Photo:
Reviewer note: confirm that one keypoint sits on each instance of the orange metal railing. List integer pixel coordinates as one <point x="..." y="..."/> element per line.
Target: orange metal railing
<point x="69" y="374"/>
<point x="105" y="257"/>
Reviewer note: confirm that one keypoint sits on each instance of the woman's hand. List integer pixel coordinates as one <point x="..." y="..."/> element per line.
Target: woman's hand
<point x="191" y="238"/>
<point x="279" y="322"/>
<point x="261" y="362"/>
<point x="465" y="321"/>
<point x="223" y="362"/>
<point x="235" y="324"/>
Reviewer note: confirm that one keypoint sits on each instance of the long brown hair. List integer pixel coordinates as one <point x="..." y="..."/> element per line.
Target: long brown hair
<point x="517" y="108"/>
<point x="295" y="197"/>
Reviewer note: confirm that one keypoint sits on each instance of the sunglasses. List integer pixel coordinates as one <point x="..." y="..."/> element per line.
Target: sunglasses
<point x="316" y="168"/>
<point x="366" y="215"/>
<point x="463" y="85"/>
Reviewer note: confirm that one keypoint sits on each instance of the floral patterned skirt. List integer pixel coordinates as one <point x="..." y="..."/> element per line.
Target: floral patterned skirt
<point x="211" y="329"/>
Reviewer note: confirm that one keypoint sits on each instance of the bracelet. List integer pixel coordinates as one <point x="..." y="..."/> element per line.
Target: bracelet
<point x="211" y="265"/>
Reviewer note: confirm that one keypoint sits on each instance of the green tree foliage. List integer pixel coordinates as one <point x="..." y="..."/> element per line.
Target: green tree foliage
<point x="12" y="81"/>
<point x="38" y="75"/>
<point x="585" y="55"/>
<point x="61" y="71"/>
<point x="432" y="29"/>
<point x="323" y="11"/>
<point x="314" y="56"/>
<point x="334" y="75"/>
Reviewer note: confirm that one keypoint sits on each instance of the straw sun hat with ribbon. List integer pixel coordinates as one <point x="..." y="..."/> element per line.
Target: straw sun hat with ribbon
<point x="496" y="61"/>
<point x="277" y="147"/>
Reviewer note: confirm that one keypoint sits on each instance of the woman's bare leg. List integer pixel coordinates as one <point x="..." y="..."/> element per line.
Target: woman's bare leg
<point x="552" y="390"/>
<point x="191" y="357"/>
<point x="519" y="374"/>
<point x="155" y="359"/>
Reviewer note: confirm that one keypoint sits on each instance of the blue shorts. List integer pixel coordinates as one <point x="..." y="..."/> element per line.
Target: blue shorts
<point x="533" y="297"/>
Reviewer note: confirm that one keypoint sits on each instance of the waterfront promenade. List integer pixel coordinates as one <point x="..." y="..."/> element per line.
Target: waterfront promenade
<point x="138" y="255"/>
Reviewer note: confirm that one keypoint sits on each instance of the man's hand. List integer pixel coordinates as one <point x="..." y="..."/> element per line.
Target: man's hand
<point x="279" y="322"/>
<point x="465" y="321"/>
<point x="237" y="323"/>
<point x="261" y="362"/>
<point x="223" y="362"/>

###

▶ _What you have to do_
Rewrite all the records above, replacing every "keypoint" with "marker" and leaving everything else unchanged.

▶ _The response_
Photo:
Reviewer note: confirm that one marker sits on each instance of the orange metal railing. List integer pixel coordinates as one <point x="..." y="..."/> element per line.
Target: orange metal railing
<point x="69" y="374"/>
<point x="105" y="257"/>
Reviewer note: confirm that one marker sits on each instance of the woman's hand. List integer pixel coordinates as one <point x="..." y="..."/> element per line.
Target: woman's hand
<point x="191" y="238"/>
<point x="279" y="322"/>
<point x="261" y="362"/>
<point x="465" y="321"/>
<point x="223" y="362"/>
<point x="235" y="324"/>
Reviewer note: confirm that one marker sits on each instance of the long brown hair. List integer pixel coordinates as one <point x="..." y="..."/> element per line.
Target: long brown hair
<point x="517" y="108"/>
<point x="295" y="197"/>
Reviewer note: confirm that one marker sits on each instance of the sunglasses. List integer pixel coordinates as one <point x="..." y="..."/> element per line.
Target: sunglasses
<point x="316" y="168"/>
<point x="366" y="215"/>
<point x="463" y="85"/>
Reviewer note: confirm that one marker sits on each instance of the floral patterned skirt. List integer pixel coordinates as one <point x="..." y="..."/> element per line.
Target: floral patterned skirt
<point x="211" y="329"/>
Reviewer note: confirm that one marker sits on each instance of the bracelet. List integer pixel coordinates as one <point x="..." y="..."/> element per line.
Target: bracelet
<point x="211" y="265"/>
Reviewer note: confirm that one marker sits on each instance of the green tree foliage. List integer pixel coordinates as one <point x="..." y="..."/> element per line.
Target: green tree foliage
<point x="12" y="81"/>
<point x="38" y="75"/>
<point x="585" y="55"/>
<point x="61" y="71"/>
<point x="432" y="29"/>
<point x="323" y="11"/>
<point x="314" y="56"/>
<point x="334" y="75"/>
Reviewer note: confirm that one marker sits on each instance of the straw sun hat with ribbon. List integer pixel coordinates as one <point x="..." y="..."/> element per line.
Target: straw sun hat with ribbon
<point x="496" y="61"/>
<point x="277" y="147"/>
Reviewer note: confirm that one marker sits on each instance of the woman's bare leg. List integer pixel coordinates as one <point x="..." y="..."/> element per line.
Target: woman's bare leg
<point x="552" y="390"/>
<point x="191" y="357"/>
<point x="519" y="374"/>
<point x="155" y="359"/>
Reviewer note: confirm that one marker sits on each instance of the blue shorts. List integer pixel coordinates as one <point x="..." y="..."/> element per line.
Target: blue shorts
<point x="533" y="297"/>
Reviewer note: confirm that one marker sits on each instance of the waterfront promenade. List integer pixel coordinates as one <point x="..." y="..."/> element per line.
Target: waterfront promenade
<point x="138" y="255"/>
Reviewer note: confirm that one marker sits on each instance of the man's hand. List integer pixel coordinates as one <point x="..." y="..."/> element per line.
Target: man's hand
<point x="279" y="322"/>
<point x="465" y="321"/>
<point x="237" y="323"/>
<point x="261" y="362"/>
<point x="223" y="362"/>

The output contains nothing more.